[begin Supplied records]

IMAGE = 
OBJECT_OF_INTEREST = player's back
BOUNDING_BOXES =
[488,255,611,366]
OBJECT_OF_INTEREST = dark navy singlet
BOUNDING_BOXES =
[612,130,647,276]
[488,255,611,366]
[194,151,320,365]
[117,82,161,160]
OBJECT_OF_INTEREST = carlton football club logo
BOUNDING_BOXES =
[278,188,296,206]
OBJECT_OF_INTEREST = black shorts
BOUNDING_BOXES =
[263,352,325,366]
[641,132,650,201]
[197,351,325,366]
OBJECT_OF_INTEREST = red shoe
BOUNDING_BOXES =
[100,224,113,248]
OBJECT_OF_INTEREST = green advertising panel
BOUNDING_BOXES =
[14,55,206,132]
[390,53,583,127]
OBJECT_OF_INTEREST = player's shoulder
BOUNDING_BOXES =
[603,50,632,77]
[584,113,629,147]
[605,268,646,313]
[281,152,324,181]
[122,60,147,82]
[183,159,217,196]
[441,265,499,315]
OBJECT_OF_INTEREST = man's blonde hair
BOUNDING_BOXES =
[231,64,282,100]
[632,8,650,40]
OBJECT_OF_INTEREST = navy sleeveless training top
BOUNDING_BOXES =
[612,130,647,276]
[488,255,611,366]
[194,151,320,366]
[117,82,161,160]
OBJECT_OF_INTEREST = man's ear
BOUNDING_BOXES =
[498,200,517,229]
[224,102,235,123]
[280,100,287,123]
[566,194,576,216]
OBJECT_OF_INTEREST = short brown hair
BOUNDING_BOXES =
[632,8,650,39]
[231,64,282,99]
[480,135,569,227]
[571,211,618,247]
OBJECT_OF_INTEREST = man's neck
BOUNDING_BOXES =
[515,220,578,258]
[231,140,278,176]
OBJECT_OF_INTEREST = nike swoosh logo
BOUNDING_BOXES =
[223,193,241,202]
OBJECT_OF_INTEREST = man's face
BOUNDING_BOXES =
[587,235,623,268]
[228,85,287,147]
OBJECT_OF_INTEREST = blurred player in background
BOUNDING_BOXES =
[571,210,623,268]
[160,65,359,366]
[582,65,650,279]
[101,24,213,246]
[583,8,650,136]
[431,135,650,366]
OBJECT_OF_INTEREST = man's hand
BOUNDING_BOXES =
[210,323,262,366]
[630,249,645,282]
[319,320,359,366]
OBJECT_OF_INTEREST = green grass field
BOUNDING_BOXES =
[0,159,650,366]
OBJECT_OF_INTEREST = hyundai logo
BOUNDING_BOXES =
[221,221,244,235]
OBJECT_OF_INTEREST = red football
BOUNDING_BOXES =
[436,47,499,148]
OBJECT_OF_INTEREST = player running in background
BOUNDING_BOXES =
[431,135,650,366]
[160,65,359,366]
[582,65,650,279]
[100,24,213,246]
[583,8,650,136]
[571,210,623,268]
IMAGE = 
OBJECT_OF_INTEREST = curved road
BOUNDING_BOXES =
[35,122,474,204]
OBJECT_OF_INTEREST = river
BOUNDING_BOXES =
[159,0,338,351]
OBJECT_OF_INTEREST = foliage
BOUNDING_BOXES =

[end Supplied records]

Written exercise
Convert every line of the records above into a Markdown table with the columns Row and Record text. Number the rows in order and omit blank lines.

Solved problem
| Row | Record text |
|---|---|
| 1 | IMAGE =  |
| 2 | OBJECT_OF_INTEREST = player's back |
| 3 | BOUNDING_BOXES = |
| 4 | [488,255,611,366] |
| 5 | OBJECT_OF_INTEREST = dark navy singlet |
| 6 | BOUNDING_BOXES = |
| 7 | [612,130,647,276] |
| 8 | [488,255,611,366] |
| 9 | [194,151,320,365] |
| 10 | [117,82,161,160] |
| 11 | OBJECT_OF_INTEREST = carlton football club logo |
| 12 | BOUNDING_BOXES = |
| 13 | [278,188,296,206] |
| 14 | OBJECT_OF_INTEREST = black shorts |
| 15 | BOUNDING_BOXES = |
| 16 | [263,352,325,366] |
| 17 | [641,132,650,201] |
| 18 | [197,351,325,366] |
| 19 | OBJECT_OF_INTEREST = red shoe |
| 20 | BOUNDING_BOXES = |
| 21 | [100,224,113,248] |
| 22 | OBJECT_OF_INTEREST = green advertising panel |
| 23 | BOUNDING_BOXES = |
| 24 | [14,55,206,132] |
| 25 | [390,53,583,127] |
| 26 | OBJECT_OF_INTEREST = player's shoulder |
| 27 | BOUNDING_BOXES = |
| 28 | [603,50,632,77] |
| 29 | [584,113,629,147] |
| 30 | [605,268,646,313] |
| 31 | [281,152,324,181] |
| 32 | [122,60,147,82] |
| 33 | [183,159,217,196] |
| 34 | [441,265,499,315] |
| 35 | OBJECT_OF_INTEREST = man's blonde hair |
| 36 | BOUNDING_BOXES = |
| 37 | [231,64,282,100] |
| 38 | [632,8,650,40] |
| 39 | OBJECT_OF_INTEREST = navy sleeveless training top |
| 40 | BOUNDING_BOXES = |
| 41 | [612,130,647,276] |
| 42 | [488,255,611,366] |
| 43 | [194,151,320,366] |
| 44 | [117,82,161,160] |
| 45 | OBJECT_OF_INTEREST = man's ear |
| 46 | BOUNDING_BOXES = |
| 47 | [498,200,517,229] |
| 48 | [224,102,235,123] |
| 49 | [280,100,287,123] |
| 50 | [566,194,576,216] |
| 51 | OBJECT_OF_INTEREST = short brown hair |
| 52 | BOUNDING_BOXES = |
| 53 | [632,8,650,39] |
| 54 | [231,64,282,99] |
| 55 | [480,135,569,227] |
| 56 | [571,211,618,247] |
| 57 | OBJECT_OF_INTEREST = man's neck |
| 58 | BOUNDING_BOXES = |
| 59 | [515,220,578,258] |
| 60 | [231,140,278,176] |
| 61 | OBJECT_OF_INTEREST = nike swoosh logo |
| 62 | BOUNDING_BOXES = |
| 63 | [223,193,241,202] |
| 64 | OBJECT_OF_INTEREST = man's face |
| 65 | BOUNDING_BOXES = |
| 66 | [587,235,623,268] |
| 67 | [228,85,287,147] |
| 68 | OBJECT_OF_INTEREST = blurred player in background |
| 69 | BOUNDING_BOXES = |
| 70 | [571,210,623,268] |
| 71 | [160,65,359,366] |
| 72 | [582,65,650,279] |
| 73 | [101,24,213,246] |
| 74 | [583,8,650,136] |
| 75 | [431,135,650,366] |
| 76 | OBJECT_OF_INTEREST = man's hand |
| 77 | BOUNDING_BOXES = |
| 78 | [210,323,262,366] |
| 79 | [630,249,645,282] |
| 80 | [319,320,359,366] |
| 81 | OBJECT_OF_INTEREST = green grass field |
| 82 | BOUNDING_BOXES = |
| 83 | [0,159,650,366] |
| 84 | OBJECT_OF_INTEREST = hyundai logo |
| 85 | BOUNDING_BOXES = |
| 86 | [221,221,244,235] |
| 87 | OBJECT_OF_INTEREST = red football |
| 88 | BOUNDING_BOXES = |
| 89 | [436,47,499,148] |
| 90 | OBJECT_OF_INTEREST = player running in background |
| 91 | BOUNDING_BOXES = |
| 92 | [431,135,650,366] |
| 93 | [160,65,359,366] |
| 94 | [582,65,650,279] |
| 95 | [100,24,213,246] |
| 96 | [583,8,650,136] |
| 97 | [571,210,623,268] |
| 98 | IMAGE =  |
| 99 | OBJECT_OF_INTEREST = curved road |
| 100 | BOUNDING_BOXES = |
| 101 | [35,122,474,204] |
| 102 | OBJECT_OF_INTEREST = river |
| 103 | BOUNDING_BOXES = |
| 104 | [159,0,338,351] |
| 105 | OBJECT_OF_INTEREST = foliage |
| 106 | BOUNDING_BOXES = |